» **Stated problem**: Copy the listing from its first line through the line containing "149 81 L 147", substituting "barn" for "farmhouse" and leaving everything else unchanged.

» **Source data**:

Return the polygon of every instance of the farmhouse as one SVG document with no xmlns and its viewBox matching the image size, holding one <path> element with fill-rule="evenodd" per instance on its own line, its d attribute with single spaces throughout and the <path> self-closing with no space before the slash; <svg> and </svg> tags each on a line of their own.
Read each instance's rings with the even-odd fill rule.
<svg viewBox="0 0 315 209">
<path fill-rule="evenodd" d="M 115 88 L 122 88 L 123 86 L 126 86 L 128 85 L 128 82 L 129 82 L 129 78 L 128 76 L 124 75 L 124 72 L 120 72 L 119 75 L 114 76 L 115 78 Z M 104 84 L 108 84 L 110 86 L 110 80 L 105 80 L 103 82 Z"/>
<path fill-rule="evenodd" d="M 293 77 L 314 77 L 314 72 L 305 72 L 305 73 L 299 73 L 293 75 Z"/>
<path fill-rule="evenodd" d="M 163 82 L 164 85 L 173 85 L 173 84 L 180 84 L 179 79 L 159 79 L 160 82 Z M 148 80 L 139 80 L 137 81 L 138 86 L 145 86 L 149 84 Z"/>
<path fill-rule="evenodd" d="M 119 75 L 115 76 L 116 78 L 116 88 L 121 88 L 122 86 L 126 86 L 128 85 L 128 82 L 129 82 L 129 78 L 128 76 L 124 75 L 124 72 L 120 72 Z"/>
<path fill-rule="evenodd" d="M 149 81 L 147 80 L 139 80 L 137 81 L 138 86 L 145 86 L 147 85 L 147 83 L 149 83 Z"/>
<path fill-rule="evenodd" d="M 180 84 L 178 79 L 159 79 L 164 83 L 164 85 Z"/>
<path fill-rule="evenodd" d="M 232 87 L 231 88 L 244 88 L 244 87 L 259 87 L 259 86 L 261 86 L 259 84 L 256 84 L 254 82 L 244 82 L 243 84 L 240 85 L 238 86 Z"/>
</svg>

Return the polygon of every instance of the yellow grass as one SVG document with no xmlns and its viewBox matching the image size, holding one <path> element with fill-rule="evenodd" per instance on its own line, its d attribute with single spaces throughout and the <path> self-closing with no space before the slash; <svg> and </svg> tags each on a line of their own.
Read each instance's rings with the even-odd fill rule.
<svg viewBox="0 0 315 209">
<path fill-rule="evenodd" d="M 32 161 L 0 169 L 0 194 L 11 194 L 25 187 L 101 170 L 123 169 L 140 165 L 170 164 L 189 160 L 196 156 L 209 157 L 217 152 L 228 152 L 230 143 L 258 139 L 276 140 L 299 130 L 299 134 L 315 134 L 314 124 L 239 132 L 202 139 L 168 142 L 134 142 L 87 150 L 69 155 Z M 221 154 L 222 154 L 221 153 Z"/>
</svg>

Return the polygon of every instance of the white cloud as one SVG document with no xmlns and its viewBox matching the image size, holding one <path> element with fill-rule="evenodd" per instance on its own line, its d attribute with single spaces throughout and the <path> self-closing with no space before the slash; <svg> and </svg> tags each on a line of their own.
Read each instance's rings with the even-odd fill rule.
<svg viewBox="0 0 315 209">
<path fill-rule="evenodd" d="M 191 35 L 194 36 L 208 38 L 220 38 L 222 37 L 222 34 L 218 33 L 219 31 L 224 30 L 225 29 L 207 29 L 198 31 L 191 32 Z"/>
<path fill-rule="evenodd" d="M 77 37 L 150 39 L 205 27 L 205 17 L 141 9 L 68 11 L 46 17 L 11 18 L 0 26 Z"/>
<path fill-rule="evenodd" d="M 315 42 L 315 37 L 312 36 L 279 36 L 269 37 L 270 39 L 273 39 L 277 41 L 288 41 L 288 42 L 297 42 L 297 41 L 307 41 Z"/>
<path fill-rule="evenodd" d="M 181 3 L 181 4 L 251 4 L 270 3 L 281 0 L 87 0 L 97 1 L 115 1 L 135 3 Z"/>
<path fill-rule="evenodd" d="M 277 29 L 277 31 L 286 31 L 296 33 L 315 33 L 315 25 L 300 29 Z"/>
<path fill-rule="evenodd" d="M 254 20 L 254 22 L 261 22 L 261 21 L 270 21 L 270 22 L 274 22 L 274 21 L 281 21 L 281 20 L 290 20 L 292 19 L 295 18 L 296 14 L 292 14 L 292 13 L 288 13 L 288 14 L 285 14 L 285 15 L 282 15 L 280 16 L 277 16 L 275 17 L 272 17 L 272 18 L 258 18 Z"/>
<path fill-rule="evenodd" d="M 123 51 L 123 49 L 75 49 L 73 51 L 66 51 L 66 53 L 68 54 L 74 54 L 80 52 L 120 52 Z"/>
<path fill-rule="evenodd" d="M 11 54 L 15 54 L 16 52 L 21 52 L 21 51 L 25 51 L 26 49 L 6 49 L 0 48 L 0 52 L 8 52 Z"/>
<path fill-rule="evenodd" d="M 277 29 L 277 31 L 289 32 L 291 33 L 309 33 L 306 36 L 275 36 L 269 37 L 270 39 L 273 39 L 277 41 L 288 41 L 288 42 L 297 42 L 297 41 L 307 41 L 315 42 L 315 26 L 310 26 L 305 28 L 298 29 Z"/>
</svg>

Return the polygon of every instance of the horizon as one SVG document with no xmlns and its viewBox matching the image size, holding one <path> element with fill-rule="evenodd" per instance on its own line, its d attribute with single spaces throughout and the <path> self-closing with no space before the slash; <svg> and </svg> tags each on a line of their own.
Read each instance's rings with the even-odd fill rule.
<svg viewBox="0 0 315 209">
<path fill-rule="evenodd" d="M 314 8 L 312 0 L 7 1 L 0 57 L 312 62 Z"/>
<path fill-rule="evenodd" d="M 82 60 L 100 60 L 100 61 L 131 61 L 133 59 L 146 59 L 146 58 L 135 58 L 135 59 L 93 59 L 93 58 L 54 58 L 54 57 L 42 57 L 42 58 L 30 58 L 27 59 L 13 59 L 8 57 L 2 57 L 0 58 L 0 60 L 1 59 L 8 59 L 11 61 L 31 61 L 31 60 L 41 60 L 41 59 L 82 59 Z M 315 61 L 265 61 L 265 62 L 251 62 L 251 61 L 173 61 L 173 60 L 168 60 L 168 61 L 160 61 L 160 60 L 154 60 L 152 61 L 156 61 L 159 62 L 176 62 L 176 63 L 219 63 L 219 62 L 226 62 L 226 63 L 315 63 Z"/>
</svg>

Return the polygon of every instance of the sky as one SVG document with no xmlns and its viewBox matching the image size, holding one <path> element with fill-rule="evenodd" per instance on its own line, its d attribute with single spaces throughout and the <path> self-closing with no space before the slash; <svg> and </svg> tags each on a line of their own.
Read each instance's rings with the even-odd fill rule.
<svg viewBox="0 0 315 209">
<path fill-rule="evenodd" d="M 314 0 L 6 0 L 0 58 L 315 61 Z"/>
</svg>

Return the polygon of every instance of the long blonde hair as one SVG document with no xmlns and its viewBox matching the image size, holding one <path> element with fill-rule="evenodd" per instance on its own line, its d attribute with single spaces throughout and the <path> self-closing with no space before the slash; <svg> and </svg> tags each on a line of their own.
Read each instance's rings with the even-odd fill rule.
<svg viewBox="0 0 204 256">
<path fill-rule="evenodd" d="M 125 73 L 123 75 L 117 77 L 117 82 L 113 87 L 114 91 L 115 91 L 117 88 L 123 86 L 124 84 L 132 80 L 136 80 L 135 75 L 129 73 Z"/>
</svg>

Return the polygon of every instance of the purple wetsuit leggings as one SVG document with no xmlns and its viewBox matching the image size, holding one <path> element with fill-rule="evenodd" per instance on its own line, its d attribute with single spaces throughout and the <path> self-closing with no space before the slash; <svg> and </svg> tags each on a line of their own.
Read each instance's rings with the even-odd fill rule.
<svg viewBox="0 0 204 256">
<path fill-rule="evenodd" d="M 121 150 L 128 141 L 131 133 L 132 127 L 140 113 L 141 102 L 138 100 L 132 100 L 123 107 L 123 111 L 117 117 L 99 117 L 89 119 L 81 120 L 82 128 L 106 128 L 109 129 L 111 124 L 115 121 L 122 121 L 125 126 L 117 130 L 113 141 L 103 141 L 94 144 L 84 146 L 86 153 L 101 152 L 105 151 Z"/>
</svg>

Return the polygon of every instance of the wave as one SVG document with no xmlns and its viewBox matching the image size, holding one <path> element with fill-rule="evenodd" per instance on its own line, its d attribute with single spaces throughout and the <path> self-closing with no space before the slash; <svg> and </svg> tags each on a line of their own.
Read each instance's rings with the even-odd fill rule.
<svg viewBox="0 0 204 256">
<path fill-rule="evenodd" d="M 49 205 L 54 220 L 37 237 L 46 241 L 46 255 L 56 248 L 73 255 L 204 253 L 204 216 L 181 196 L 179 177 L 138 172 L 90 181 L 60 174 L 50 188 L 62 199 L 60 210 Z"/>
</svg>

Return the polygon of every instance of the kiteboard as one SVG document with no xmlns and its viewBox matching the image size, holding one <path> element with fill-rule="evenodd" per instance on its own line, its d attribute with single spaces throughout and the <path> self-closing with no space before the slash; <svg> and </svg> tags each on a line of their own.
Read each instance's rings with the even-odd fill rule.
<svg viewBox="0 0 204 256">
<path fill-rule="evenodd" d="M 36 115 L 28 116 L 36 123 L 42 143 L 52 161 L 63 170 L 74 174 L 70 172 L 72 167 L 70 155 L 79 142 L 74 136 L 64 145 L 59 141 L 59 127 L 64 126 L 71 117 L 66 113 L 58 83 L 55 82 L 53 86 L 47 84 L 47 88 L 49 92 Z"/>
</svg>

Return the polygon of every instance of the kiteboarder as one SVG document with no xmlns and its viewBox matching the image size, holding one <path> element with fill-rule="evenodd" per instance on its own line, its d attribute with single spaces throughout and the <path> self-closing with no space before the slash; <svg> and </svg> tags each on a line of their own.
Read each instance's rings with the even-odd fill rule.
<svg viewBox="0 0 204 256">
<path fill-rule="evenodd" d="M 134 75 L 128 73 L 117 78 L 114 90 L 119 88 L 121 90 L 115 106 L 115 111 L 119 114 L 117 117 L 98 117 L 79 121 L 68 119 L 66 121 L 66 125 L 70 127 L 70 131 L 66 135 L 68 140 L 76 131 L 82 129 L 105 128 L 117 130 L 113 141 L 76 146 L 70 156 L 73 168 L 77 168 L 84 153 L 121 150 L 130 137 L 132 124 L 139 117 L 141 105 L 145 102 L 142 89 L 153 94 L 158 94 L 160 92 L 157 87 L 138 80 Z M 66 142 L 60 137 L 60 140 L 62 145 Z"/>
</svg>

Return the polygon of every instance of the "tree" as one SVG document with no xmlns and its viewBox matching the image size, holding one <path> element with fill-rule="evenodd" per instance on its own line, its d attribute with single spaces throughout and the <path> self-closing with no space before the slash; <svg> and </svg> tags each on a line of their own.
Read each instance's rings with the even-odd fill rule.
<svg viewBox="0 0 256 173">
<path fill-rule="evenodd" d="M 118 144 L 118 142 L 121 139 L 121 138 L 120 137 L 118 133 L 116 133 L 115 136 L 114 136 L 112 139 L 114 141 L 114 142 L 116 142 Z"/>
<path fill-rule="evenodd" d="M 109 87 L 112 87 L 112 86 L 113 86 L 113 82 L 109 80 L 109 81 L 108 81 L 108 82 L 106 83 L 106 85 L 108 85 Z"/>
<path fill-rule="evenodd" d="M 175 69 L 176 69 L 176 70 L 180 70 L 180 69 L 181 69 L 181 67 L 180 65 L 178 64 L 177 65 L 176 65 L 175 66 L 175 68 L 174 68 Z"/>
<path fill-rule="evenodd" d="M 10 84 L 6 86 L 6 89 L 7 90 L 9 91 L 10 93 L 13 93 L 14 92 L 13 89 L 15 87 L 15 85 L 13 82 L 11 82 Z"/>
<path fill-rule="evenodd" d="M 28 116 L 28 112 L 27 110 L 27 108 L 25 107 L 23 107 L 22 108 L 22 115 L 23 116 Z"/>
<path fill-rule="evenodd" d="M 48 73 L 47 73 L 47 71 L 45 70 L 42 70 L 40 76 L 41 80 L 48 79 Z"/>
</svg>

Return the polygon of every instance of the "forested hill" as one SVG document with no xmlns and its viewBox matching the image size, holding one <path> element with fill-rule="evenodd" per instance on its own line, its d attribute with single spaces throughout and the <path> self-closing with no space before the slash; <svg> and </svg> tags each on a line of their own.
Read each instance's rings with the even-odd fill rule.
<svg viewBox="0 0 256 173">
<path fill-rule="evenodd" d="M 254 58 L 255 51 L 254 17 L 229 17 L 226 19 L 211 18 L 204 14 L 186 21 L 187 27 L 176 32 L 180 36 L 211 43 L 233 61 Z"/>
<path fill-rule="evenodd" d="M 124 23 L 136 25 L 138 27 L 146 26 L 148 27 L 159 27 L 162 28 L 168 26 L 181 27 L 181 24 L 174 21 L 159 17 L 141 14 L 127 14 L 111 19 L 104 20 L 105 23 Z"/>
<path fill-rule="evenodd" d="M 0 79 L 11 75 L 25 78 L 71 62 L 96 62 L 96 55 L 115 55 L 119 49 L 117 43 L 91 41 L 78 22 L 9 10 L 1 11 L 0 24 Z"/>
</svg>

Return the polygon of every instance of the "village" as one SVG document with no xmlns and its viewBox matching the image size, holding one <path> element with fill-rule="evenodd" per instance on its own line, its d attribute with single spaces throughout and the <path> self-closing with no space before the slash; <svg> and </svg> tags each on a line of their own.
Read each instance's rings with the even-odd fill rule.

» **Answer**:
Return the polygon of every instance of the barn as one SVG document with no xmlns and its viewBox matching the image size, holding one <path> element with fill-rule="evenodd" per instance on its own line, its d attribute with single spaces throughout and the <path> self-closing with no space before the slash; <svg> and </svg> tags each on a line of their own.
Read each instance's rings with the even-odd fill rule.
<svg viewBox="0 0 315 209">
<path fill-rule="evenodd" d="M 115 88 L 122 88 L 123 86 L 126 86 L 128 85 L 128 82 L 129 82 L 129 78 L 128 76 L 124 75 L 124 72 L 120 72 L 119 75 L 114 76 L 115 78 Z M 104 84 L 108 84 L 110 86 L 110 80 L 105 80 L 103 82 Z"/>
<path fill-rule="evenodd" d="M 293 77 L 314 77 L 314 72 L 305 72 L 305 73 L 299 73 L 293 75 Z"/>
<path fill-rule="evenodd" d="M 163 82 L 164 85 L 173 85 L 173 84 L 180 84 L 179 79 L 159 79 L 160 82 Z M 148 80 L 139 80 L 137 81 L 138 86 L 145 86 L 149 84 Z"/>
<path fill-rule="evenodd" d="M 119 75 L 115 76 L 116 78 L 116 88 L 121 88 L 122 86 L 126 86 L 128 85 L 128 82 L 129 82 L 129 78 L 128 76 L 124 75 L 124 72 L 120 72 Z"/>
<path fill-rule="evenodd" d="M 149 81 L 147 80 L 139 80 L 137 81 L 138 86 L 145 86 L 147 85 L 147 83 L 149 83 Z"/>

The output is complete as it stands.